━━ Passage shown

Versinkender Würfel / Sinking Cube
Günther Zins’ Sinking Cube (1993) is located in the Kleve Forstgarten in front of the gates to the Museum Kurhaus Kleve. The work comprises four stages. A cube, frozen in motion, stands on its corner on a small island in the middle of the lake – as it fell in the water and was painted into the air again with a delicate stroke: a sketchy, but precisely defined space.
It seems as if an invisible hand had drawn the cube into the landscape and then pushed it – the starting point remains frozen on the island. In its second stage, it tumbles over the embankment and dips a corner into the water. In this part, the space defined by the steel line opens up; surrounded by its reflection on the water, the cube disappears.
Like an optical illusion, the lines now collide with their reflection, drawing new spatial and yet spatially impossible figures: The cube above the water connects with the cube of its reflection. Here, the cube stands on all fours in the water: the reflection and sculpture come together as a single image before the figure finally sinks.
Picture by picture, Zins has captures all of the stages of a movement, suspending the static existence of the sculpture as a trajectory of motion with its own dynamics. The fine steel drawings, which disappear into the water, also negate the materiality and solidity of a cube: Although the space was first clearly defined by steel lines, it is now determined by the viewer’s location, the weather, and the associated reflection.

━━━━

(Written task 1): Reproduce part of the Sinking Cube passage word for word, beginning at the words "Picture by picture, Zins" and stopping after the words "the associated reflection.".
(Written task 2): According to the Sinking Cube passage, where is the sculpture located?
Nothing in the lines that follow affects the work here.

━━ Supplied data

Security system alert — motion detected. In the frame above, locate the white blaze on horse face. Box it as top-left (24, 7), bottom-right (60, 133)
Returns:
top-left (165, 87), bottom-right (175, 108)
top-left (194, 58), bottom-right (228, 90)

━━━━

(Correct result 1):
Picture by picture, Zins has captures all of the stages of a movement, suspending the static existence of the sculpture as a trajectory of motion with its own dynamics. The fine steel drawings, which disappear into the water, also negate the materiality and solidity of a cube: Although the space was first clearly defined by steel lines, it is now determined by the viewer’s location, the weather, and the associated reflection.

(Correct result 2): In the Kleve Forstgarten, in front of the gates to the Museum Kurhaus Kleve.